=== Teks yang Disediakan ===
##############################
21 Undangan Walimah
Menapaki usia kepala dua, saya semakin sering menghadiri syukuran walimah sahabat-sahabat sekampus. Iseng punya iseng, saya mencoba membuka file-file memori otak saya. Waow…! Ternyata dalam waktu kurang lebih 2 tahun, ada sekitar 21 sahabat saya yang sudah mengkonkretkan rencana dalam undangan walimah mereka. Saya ingat, pernah dalam satu bulan, ada 2 undangan walimah. Bahkan pernah, belum sampai 24 jam, saya sudah berpindah dari satu gedung walimah ke gedung walimah yang lain. Jarak antargedung berkilo-kilo meter, satu di Jakarta dan satunya lagi di Jawa Tengah. Iseng punya iseng lagi, saya mencoba mengingat-ingat dengan siapa sahabat-sahabat saya menikah. Waow…! Ternyata lagi, semuanya adalah pasangan ikhwan-akhwat. Kabarnya pun, alhamdulillah, hampir semuanya masih mengikuti halaqoh tarbiyah dan aktif berdakwah.
Salah satu tujuan pernikahan adalah untuk menghasilkan keturunan. Kalau yang menikah adalah para aktivis dakwah, tentunya kalimat itu akan sedikit tambah panjang, yaitu menghasilkan keturunan yang dapat menjadi generasi Robbani dan menjadi da’i seperti orangtuanya. Bukan, saya di sini bukan ingin berbicara soal teori pernikahan, tapi saya ingin mengajak anda berhitung. Seandainya, 21 sahabat saya itu rata-rata hanya mempunyai 5 anak, berarti akan ada 105 keturunan yang lahir dari pasangan ikhwan-akhwat ini. Tentunya anda, sebagaimana saya juga, percaya bahwa saudara-saudara kita ini tentu saja akan merawat anak-anak mereka sebaik mungkin dalam naungan Al Qur’an dan Sunah dan menyekolahkan sebaik mungkin minimal menjadi sarjana seperti orangtuanya. Dua puluh tahun kemudian, taruhlah dari 105 anak ini cuma ada 75 anak yang benar-benar tumbuh menjadi ikhwan-akhwat yang cerdas, sehat, serta aktif berdakwah di sekolah dan kampus mereka. Artinya, dua puluh tahun yang akan datang, kita tidak akan khawatir akan terjadi kelangkaan generasi terbina yang akan meneruskan apa yang kita dakwahkan hari ini di sekolah-sekolah dan kampus-kampus. Artinya lagi, dua puluh tahun yang akan datang kita tak perlu risau mencari intelektual-intelektual dan profesional-profesional muslim yang berkompeten dan “bersih.” Sudah ada stok, yaitu 75 buah hati sahabat-sahabat saya.
##############################
=== Perintah Tugas 1 ===
Salin ulang bagian catatan mulai dari baris yang memuat "point_to(query) locates a point on each instance of the green" sampai akhir catatan, dengan menukar setiap "locates" menjadi "identifies" tanpa mengubah bagian lainnya.
Catatan di bawah ini sama sekali tidak berhubungan dengan teks tersebut.
##############################
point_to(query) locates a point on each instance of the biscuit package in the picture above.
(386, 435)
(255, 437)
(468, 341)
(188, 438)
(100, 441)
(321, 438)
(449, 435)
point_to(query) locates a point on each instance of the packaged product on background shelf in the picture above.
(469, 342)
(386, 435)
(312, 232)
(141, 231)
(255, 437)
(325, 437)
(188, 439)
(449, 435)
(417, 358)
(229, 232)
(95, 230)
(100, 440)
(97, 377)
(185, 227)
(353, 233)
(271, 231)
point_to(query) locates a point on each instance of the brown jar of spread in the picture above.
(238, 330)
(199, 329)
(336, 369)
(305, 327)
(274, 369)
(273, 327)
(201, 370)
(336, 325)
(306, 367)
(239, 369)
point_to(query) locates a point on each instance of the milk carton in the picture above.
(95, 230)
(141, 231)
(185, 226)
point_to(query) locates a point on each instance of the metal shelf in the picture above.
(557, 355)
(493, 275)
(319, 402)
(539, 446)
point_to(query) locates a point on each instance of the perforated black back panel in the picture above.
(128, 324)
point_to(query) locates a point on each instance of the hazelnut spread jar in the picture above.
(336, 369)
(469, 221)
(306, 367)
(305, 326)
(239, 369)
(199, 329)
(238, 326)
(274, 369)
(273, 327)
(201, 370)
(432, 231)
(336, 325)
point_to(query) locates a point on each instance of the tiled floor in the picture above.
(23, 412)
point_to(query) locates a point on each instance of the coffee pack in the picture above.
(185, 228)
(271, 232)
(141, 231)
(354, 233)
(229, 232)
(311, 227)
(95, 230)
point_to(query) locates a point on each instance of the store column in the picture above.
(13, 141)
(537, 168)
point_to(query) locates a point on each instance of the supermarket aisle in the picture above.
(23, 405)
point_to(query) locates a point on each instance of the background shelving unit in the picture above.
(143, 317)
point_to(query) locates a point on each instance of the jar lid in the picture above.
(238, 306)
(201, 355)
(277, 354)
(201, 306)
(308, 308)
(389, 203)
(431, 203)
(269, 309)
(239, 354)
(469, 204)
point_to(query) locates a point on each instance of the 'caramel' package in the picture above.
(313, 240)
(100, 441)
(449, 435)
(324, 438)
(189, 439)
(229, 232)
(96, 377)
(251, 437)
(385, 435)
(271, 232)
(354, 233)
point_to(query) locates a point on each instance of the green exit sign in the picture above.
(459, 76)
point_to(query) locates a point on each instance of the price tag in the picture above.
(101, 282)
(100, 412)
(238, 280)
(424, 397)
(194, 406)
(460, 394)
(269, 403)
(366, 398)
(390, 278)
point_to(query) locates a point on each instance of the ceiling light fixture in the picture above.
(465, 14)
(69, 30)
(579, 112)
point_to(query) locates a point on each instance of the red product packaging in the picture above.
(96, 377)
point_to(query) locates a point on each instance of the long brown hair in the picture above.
##############################
=== Perintah Tugas 2 ===
Teruskan tulisan tentang undangan walimah para sahabat sekampus itu mulai setelah kalimat terakhirnya.

=== Hasil 1 ===
point_to(query) identifies a point on each instance of the green exit sign in the picture above.
(459, 76)
point_to(query) identifies a point on each instance of the price tag in the picture above.
(101, 282)
(100, 412)
(238, 280)
(424, 397)
(194, 406)
(460, 394)
(269, 403)
(366, 398)
(390, 278)
point_to(query) identifies a point on each instance of the ceiling light fixture in the picture above.
(465, 14)
(69, 30)
(579, 112)
point_to(query) identifies a point on each instance of the red product packaging in the picture above.
(96, 377)
point_to(query) identifies a point on each instance of the long brown hair in the picture above.

=== Hasil 2 ===
Nah, ini kita baru berhitung skala kampus saya, dalam kisaran 2 tahun saja, dan terbatas pada ikhwan-akhwat sekampus yang saya kenal saja. Padahal, di Indonesia ada ratusan kampus. Seandainya apa yang saya alami ini terjadi di 10 kampus saja, berarti 20 tahun kemudian Indonesia sudah mempunyai 750 generasi penerus yang cerdas, profesional, dan tentu saja ngihwah alias sehat tarbiyah dan aktif berdakwah. Bayangkan kalau kisaran tahunnya digenapkan sesuai masa studi sarjana (4 tahun) berarti angka tadi dikali dua, jadi 1500 generasi penerus. Kalau dari 1500 orang ini masing-masing mempunyai keturunan 10 anak dan semuanya terbina secara lurus, mantap, dan canggih secanggih zamannya, berarti 40 tahun kemudian akan sudah tersedia 15.000 generasi penerus terbina; Qualified Stock! Subhanallah! Saudaraku, ini bukan angka yang kecil.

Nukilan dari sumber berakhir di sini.